▶ _What is expected_: Count the lines in the entries that contain the string "front". State nothing but the number.
::::::
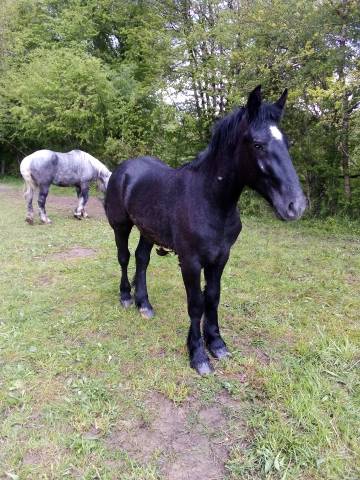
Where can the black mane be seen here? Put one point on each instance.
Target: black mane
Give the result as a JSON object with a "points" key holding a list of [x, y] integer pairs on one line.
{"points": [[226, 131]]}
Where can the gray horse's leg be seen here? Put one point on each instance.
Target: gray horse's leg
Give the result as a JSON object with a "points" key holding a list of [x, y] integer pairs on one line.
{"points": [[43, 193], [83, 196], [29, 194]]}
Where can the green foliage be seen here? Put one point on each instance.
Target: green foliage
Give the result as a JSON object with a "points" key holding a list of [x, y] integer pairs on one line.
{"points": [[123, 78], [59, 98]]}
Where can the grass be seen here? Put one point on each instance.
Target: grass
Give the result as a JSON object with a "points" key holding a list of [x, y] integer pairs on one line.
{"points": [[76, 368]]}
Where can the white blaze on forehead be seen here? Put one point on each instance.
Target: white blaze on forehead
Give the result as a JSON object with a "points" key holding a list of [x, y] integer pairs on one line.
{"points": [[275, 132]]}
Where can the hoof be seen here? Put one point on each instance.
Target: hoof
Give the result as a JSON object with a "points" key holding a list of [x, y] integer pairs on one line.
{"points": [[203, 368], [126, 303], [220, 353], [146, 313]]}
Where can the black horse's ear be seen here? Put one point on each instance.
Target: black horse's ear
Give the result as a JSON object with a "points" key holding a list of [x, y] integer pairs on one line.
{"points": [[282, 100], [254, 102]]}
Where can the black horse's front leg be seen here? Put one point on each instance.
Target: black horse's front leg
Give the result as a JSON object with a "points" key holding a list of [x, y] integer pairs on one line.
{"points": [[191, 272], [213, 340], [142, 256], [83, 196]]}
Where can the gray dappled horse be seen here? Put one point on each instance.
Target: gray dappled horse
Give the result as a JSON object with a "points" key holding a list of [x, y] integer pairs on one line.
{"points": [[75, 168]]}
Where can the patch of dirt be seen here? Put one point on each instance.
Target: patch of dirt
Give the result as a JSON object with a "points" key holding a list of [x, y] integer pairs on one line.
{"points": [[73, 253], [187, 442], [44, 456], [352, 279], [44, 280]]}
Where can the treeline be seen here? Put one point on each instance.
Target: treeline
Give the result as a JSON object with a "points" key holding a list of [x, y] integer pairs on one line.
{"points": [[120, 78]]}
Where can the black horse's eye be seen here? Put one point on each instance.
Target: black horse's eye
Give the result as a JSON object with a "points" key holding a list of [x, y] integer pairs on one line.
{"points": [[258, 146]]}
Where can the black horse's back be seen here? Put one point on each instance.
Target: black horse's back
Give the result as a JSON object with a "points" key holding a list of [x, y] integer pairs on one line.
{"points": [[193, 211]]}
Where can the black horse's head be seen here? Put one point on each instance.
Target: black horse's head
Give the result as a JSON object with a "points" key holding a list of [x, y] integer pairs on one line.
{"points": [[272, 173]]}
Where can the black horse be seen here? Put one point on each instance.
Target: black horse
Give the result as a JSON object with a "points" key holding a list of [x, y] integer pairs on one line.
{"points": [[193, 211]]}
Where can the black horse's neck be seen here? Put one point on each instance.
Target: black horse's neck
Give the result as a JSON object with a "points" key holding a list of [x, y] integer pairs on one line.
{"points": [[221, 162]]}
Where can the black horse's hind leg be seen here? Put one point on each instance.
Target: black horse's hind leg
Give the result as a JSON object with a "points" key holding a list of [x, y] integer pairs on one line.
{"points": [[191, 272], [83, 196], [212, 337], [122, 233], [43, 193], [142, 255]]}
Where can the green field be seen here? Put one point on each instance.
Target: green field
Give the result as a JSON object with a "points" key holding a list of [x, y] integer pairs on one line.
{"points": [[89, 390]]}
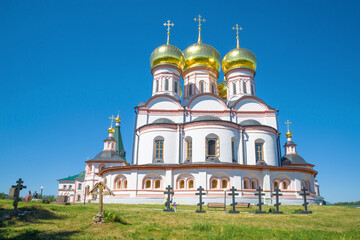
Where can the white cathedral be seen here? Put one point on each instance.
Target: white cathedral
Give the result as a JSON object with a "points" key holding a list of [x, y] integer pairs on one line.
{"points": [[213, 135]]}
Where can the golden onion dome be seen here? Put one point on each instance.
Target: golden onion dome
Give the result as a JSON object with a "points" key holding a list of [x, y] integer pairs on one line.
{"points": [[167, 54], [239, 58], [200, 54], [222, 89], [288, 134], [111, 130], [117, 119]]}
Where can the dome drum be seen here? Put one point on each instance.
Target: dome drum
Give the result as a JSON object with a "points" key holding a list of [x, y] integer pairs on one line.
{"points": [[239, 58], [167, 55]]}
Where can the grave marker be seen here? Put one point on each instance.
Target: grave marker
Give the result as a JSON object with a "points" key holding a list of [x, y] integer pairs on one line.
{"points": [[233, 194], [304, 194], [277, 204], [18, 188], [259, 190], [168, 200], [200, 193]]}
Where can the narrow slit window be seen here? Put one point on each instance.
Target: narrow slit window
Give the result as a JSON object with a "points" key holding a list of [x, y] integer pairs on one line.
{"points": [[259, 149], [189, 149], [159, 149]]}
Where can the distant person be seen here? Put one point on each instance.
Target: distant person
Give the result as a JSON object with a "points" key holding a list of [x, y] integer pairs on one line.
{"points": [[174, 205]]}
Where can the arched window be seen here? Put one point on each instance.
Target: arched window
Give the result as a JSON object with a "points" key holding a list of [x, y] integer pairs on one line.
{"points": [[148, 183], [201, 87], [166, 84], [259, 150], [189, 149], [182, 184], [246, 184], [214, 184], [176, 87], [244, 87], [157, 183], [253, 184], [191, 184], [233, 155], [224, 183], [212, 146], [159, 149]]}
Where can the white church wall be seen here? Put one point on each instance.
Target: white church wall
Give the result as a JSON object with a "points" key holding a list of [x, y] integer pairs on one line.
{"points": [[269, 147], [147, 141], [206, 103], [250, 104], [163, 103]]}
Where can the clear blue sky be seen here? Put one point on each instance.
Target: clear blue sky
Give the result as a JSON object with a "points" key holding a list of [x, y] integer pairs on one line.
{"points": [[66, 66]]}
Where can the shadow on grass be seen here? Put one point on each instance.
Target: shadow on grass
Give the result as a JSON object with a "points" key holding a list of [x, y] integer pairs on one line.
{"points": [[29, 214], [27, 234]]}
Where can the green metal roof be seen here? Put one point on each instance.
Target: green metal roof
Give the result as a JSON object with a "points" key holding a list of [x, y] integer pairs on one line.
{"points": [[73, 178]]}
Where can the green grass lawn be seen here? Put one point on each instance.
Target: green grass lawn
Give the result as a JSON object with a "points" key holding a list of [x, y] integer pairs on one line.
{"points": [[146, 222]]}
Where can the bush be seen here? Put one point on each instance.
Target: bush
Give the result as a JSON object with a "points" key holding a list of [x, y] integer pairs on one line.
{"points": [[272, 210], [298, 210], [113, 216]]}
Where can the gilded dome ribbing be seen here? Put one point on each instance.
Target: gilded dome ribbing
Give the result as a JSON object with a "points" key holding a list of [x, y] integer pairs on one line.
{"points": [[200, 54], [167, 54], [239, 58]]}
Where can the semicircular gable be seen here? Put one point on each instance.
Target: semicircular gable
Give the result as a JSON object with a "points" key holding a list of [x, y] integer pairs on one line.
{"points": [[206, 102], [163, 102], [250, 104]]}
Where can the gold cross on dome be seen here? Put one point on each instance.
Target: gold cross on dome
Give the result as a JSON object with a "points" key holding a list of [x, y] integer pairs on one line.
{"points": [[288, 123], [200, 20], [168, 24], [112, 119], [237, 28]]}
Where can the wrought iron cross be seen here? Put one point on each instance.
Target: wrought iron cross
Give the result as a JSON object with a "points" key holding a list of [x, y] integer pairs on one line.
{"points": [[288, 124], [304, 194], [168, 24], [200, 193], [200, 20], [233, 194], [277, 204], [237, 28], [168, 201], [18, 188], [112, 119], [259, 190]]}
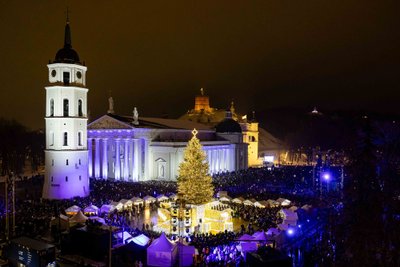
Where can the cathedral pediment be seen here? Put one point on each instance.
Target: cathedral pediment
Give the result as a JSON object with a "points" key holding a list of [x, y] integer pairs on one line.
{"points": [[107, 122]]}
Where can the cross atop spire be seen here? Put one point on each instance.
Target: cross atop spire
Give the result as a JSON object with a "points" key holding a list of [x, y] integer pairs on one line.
::::::
▶ _Response for this exercise_: 2